** Information follows **

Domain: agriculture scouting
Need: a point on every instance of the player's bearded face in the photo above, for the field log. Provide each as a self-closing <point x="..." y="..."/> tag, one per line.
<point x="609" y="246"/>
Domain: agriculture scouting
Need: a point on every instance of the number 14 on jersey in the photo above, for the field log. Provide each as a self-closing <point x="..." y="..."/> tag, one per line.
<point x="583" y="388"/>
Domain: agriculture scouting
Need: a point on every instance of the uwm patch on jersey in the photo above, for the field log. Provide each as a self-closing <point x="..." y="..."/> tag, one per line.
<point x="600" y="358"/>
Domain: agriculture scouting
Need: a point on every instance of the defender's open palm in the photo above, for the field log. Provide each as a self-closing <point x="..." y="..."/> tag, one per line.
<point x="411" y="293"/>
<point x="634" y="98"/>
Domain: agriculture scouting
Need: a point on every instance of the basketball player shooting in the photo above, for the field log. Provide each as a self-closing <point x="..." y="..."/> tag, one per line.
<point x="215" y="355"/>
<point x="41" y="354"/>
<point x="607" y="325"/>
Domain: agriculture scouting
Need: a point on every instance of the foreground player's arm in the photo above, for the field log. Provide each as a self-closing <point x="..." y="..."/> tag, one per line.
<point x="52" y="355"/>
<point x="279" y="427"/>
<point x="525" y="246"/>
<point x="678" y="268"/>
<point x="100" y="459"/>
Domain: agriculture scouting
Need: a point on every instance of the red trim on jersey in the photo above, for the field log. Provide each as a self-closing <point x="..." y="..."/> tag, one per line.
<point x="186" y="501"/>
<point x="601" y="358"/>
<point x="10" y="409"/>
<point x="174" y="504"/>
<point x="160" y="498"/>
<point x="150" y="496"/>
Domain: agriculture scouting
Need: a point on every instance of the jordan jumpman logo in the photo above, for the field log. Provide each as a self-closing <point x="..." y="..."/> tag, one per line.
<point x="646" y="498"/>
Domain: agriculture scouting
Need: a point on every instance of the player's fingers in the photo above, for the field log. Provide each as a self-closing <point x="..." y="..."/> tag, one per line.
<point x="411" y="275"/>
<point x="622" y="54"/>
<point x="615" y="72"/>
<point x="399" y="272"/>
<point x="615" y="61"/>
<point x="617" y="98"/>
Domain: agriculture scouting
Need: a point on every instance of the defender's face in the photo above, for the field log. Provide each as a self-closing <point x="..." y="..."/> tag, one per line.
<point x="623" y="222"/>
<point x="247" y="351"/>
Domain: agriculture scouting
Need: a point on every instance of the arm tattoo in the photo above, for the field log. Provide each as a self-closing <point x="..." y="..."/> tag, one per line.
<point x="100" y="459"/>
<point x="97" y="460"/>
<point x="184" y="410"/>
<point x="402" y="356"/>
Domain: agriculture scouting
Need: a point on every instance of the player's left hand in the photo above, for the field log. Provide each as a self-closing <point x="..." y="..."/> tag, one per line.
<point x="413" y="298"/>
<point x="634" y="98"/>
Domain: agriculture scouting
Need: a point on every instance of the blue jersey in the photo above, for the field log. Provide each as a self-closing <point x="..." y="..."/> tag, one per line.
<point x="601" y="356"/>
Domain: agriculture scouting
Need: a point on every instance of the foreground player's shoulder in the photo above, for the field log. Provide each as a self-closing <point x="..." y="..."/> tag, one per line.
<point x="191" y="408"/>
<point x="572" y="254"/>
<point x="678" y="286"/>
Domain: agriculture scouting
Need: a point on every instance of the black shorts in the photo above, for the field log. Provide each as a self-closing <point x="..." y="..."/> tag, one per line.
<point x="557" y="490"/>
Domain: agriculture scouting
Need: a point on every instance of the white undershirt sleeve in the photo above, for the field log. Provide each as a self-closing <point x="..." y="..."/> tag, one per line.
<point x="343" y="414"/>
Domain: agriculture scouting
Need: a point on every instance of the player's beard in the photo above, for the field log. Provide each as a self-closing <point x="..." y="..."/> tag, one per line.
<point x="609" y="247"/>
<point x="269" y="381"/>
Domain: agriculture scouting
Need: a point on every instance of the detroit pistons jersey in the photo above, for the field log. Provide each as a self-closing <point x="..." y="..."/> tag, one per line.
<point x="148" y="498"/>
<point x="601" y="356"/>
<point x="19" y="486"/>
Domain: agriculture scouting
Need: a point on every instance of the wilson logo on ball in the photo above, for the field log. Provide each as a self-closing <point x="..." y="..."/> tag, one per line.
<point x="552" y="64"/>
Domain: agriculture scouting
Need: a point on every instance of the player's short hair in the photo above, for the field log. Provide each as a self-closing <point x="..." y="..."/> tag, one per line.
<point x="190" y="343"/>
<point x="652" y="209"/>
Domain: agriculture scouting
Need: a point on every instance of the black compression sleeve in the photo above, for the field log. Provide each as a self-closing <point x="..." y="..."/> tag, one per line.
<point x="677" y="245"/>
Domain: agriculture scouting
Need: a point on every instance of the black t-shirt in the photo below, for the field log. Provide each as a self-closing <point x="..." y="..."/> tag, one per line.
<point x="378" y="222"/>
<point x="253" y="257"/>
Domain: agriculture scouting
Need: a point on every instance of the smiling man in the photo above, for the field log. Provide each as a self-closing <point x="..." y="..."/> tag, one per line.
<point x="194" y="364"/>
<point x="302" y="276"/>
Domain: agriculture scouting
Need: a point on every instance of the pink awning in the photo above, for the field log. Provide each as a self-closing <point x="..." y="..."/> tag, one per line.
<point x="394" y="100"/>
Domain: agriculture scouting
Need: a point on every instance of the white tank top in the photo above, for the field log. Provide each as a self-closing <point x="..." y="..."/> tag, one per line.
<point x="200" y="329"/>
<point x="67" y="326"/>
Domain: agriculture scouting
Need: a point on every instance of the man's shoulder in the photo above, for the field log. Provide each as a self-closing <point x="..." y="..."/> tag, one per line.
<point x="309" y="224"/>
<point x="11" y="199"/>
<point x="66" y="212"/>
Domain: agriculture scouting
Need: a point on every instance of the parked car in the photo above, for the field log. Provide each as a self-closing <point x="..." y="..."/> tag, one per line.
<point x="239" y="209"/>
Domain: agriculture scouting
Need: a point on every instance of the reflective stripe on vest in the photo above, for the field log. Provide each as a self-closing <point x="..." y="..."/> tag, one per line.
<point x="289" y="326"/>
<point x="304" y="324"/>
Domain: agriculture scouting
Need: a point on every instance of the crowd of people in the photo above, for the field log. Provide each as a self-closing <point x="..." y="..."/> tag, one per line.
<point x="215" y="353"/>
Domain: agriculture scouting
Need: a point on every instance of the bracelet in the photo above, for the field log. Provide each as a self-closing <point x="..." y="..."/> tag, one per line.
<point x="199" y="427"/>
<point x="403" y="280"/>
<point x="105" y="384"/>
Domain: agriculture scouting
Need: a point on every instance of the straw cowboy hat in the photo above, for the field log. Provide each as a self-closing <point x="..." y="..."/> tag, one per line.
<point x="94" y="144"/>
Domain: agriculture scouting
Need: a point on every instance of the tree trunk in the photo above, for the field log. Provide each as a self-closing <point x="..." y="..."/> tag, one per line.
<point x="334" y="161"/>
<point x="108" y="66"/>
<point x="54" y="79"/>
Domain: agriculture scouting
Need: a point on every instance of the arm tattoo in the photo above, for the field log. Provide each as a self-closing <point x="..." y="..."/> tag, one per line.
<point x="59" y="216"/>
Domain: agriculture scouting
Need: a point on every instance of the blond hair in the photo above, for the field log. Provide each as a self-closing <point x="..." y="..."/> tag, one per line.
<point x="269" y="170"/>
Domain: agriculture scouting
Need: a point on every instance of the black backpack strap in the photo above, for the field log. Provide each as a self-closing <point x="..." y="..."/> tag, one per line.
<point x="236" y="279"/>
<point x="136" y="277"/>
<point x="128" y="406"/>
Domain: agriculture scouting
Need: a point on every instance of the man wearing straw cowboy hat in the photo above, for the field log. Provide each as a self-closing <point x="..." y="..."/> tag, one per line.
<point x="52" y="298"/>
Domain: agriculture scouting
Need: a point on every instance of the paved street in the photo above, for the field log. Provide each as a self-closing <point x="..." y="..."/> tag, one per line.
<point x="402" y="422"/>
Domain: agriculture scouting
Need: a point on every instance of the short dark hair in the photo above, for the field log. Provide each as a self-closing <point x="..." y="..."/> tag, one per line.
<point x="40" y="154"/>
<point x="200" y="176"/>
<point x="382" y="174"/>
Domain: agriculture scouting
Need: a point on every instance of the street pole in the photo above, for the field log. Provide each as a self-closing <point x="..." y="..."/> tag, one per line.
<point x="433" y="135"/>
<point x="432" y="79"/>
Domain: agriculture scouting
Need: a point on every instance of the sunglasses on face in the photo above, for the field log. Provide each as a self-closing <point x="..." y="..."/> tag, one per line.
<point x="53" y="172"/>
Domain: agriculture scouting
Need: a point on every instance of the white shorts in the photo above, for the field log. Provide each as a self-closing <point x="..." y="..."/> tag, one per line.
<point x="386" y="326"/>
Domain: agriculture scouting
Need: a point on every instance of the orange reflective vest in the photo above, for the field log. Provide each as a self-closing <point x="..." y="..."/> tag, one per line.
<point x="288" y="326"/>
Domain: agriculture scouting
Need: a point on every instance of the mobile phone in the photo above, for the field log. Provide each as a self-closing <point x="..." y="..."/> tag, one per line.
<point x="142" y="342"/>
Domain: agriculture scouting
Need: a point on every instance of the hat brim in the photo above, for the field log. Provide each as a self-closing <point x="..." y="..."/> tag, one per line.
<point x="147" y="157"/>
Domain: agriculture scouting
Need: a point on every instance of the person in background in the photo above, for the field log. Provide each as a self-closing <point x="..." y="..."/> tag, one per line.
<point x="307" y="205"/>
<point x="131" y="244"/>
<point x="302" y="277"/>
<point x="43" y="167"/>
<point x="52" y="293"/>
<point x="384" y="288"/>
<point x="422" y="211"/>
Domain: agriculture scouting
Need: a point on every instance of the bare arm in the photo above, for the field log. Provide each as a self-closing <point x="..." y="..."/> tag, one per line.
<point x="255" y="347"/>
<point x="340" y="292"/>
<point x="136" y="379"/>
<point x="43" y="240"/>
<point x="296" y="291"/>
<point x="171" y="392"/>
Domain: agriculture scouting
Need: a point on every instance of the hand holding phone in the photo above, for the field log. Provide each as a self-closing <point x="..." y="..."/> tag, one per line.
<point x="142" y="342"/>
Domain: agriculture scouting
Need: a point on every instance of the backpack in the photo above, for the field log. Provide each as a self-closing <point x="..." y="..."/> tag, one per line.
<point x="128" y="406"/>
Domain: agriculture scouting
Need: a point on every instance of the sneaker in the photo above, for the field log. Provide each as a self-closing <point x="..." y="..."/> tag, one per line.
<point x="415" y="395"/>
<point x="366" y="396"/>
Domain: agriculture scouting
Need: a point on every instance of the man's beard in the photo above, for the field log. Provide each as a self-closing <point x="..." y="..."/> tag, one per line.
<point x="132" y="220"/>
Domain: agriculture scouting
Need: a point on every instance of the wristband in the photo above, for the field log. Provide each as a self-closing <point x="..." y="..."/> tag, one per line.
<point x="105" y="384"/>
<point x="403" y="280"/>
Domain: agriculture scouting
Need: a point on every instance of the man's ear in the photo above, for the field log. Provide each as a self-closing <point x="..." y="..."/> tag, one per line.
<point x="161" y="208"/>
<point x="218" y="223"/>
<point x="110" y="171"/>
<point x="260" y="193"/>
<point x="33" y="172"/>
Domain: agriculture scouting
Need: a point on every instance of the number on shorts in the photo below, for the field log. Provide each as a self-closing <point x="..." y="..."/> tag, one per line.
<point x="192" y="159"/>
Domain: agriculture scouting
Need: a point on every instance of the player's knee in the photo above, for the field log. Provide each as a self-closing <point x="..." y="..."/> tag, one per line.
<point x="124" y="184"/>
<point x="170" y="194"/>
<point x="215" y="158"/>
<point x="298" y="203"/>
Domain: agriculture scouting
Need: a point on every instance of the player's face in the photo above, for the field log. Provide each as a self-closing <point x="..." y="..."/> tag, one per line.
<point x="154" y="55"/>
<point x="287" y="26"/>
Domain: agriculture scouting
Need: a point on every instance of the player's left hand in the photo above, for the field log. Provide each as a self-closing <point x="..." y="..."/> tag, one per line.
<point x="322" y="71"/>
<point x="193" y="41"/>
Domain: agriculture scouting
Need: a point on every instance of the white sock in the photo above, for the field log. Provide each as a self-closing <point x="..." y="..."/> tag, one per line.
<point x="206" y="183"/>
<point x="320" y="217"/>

** End of Information **

**Instructions to follow**
Produce an exact transcription of the lines from the one containing "Need: a point on every instance of the number on" through the end of the records, both included, and no other lines.

**Written answer**
Need: a point on every instance of the number on shorts in the photo below, for the field log. Provide each as a self-closing <point x="..." y="..."/> tag, one per line.
<point x="192" y="159"/>
Domain: agriculture scouting
Need: a point on every instance of the player's knee in the photo above, for the field log. Provide each as a self-closing <point x="..." y="..."/> tag, one per line.
<point x="124" y="184"/>
<point x="170" y="194"/>
<point x="215" y="158"/>
<point x="298" y="203"/>
Domain: agriculture scouting
Need: a point on every instance of the player's face in the photo above, for the field log. Provide each as a self-closing <point x="..." y="..."/> tag, one per line.
<point x="154" y="55"/>
<point x="287" y="26"/>
Domain: agriculture scouting
Need: a point on every instance of the player's left hand in the photo above, for the field log. Provide each as a self-closing <point x="..." y="..."/> tag, one per line.
<point x="322" y="71"/>
<point x="193" y="41"/>
Domain: agriculture scouting
Need: a point on every instance of the white sock in the photo above, for the field log. Provide each as a self-closing <point x="..." y="..."/> tag, one per line.
<point x="206" y="183"/>
<point x="320" y="217"/>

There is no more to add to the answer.